▶ [Document passage]
_ _ _ _ _
One other aspect when it comes to the prospect of a much weaker pound after the UK leaves the EU is the impact it could have on the North’s agricultural sector.

Will there be high tariffs?

In the past depreciation of sterling has been beneficial to the agricultural sector because producer prices and direct payments have increased when the pound is weaker against the euro.

But the department warned that if there is no-deal Brexit “there is some reason to doubt whether any depreciation of sterling following a no-deal exit would have the same effect”. And the department also highlighted that Northern Ireland producers will likely face potentially high tariffs and market disruption.

Overall, the department concluded that any further drop in the value of the pound following Brexit “is likely to represent a risk to the Northern Ireland economy and to those on low incomes in particular”.
_ _ _ _ _
▶ [Extracted information]
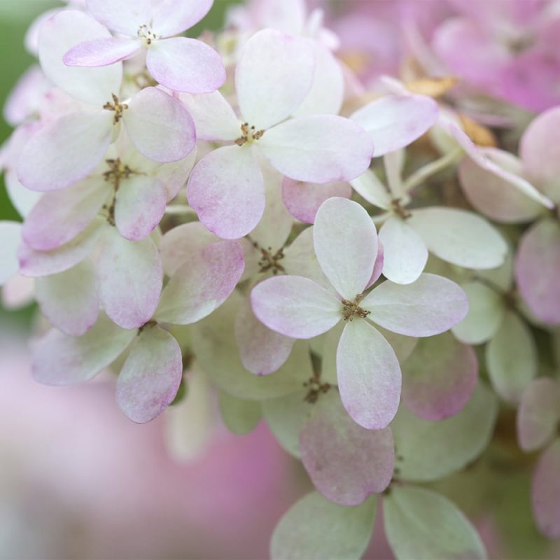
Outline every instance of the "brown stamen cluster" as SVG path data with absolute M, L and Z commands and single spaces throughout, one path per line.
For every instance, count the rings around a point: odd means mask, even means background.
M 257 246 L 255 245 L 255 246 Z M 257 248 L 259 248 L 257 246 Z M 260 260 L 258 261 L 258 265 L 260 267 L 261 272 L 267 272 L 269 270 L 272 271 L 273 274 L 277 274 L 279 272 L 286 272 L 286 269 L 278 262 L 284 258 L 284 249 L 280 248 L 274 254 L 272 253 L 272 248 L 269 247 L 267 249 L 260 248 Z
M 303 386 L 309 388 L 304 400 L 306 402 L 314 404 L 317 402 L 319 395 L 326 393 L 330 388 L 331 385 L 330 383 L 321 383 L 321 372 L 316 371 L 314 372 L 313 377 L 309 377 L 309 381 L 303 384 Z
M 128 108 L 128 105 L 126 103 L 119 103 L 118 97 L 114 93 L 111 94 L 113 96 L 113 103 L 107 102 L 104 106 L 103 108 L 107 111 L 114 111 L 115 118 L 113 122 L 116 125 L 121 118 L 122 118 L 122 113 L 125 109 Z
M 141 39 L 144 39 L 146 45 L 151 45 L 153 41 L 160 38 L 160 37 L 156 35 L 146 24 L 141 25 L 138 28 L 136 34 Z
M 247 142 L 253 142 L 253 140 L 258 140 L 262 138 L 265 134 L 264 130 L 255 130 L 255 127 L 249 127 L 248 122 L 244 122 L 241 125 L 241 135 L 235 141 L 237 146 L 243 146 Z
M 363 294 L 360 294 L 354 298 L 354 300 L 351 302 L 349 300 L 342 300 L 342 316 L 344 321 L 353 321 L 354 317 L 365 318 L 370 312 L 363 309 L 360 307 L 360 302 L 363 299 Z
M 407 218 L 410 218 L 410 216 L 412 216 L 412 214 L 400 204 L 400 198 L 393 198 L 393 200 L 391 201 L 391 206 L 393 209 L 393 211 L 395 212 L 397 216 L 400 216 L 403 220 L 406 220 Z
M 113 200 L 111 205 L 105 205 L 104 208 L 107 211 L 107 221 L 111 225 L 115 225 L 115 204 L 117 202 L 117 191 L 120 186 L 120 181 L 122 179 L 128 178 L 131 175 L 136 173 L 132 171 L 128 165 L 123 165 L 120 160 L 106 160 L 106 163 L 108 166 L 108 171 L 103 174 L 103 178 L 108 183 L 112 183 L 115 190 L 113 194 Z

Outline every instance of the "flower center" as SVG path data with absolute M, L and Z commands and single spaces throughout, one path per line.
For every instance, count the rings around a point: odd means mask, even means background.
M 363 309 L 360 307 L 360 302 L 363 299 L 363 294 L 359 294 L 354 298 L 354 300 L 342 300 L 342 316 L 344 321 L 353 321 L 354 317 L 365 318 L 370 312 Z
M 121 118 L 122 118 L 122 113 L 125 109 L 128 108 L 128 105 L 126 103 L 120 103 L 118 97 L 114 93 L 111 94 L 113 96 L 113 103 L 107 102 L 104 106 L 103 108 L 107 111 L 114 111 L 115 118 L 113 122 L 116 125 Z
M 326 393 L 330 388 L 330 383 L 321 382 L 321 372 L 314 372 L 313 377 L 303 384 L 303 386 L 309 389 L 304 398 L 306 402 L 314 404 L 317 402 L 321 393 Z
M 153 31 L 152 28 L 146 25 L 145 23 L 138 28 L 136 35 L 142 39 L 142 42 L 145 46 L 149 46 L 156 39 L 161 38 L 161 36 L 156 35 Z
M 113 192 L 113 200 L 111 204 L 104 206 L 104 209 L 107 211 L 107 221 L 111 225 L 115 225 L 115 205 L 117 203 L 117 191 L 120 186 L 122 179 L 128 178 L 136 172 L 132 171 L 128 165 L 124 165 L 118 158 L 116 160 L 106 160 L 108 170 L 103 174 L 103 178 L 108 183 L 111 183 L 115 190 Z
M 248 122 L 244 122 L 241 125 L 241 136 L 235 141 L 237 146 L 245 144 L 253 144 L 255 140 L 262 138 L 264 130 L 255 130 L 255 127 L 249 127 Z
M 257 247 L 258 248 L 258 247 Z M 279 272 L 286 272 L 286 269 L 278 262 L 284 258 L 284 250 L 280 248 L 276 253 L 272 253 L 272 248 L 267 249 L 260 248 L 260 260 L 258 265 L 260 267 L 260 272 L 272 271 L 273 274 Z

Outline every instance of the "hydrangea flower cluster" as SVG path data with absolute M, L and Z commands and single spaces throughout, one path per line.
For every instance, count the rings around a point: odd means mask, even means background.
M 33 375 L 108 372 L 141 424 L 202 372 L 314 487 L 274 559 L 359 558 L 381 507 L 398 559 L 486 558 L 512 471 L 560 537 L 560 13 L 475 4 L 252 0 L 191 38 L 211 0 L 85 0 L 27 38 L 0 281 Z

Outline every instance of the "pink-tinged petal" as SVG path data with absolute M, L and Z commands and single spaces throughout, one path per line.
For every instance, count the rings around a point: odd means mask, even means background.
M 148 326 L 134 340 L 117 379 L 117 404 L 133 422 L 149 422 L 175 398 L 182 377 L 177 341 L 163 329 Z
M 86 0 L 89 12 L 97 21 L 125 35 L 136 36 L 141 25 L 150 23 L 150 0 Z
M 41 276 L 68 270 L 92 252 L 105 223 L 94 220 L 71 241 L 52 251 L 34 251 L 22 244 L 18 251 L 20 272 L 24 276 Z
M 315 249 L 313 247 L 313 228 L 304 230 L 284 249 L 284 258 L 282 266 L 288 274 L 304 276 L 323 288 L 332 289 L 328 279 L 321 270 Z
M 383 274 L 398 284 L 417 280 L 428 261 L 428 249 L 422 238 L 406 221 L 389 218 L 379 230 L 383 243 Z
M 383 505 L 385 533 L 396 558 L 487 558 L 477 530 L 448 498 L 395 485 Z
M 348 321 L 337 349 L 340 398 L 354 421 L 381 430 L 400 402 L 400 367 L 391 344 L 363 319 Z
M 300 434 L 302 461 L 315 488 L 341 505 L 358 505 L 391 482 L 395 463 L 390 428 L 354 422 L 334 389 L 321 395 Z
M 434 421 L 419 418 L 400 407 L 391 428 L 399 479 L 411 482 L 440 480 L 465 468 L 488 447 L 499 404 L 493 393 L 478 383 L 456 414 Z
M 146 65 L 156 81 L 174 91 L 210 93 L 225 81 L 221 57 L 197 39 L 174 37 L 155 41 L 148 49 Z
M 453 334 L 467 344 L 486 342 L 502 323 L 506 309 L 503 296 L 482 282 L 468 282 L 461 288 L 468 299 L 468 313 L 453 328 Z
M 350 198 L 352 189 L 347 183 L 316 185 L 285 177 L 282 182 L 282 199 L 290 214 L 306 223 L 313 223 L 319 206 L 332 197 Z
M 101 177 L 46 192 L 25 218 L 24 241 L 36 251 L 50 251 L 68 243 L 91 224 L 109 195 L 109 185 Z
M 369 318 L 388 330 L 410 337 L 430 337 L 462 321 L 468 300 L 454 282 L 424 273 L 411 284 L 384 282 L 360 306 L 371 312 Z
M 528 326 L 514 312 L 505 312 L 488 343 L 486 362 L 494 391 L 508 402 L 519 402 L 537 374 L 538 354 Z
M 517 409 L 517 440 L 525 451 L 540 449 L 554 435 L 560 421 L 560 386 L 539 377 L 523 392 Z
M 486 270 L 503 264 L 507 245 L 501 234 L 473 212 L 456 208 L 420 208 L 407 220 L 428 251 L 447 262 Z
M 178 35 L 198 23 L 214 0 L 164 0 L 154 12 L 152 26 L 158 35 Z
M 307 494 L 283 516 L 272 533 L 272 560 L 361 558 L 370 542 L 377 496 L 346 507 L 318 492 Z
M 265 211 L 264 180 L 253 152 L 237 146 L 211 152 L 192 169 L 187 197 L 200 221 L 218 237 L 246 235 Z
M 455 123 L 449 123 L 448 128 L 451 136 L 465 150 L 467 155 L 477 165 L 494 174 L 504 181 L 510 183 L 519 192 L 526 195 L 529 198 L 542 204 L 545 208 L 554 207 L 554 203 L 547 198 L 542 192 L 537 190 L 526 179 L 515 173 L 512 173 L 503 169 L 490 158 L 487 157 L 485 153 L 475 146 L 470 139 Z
_ _ _ _ _
▶ [Set tasks]
A. Reproduce verbatim the part of the passage on sterling after Brexit between "In the past" and "and market disruption.", inclusive.
B. Carry on the passage about a weaker pound's effect on Northern Ireland after Brexit, starting after its final sentence.

▶ [Results for each task]
A.
In the past depreciation of sterling has been beneficial to the agricultural sector because producer prices and direct payments have increased when the pound is weaker against the euro.

But the department warned that if there is no-deal Brexit “there is some reason to doubt whether any depreciation of sterling following a no-deal exit would have the same effect”. And the department also highlighted that Northern Ireland producers will likely face potentially high tariffs and market disruption.

B.
Separately, the Northern Ireland Retail Consortium has also emphasised that consumers in the North would feel “cost rises first and hardest” from a no-deal departure.

Consortium director Aodhán Connolly said that if the UK leaves without a deal there will be immediate supply-chain issues for retailers.

“The NIRC’s own assessment has shown that soft fruits and vegetables, such as strawberries, tomatoes and lettuces, would likely see reduced availability as they are largely imported during the winter months.

“The reality remains that a no-deal Brexit in October would present the worst of all worlds for our high streets and those who shop there,” he said.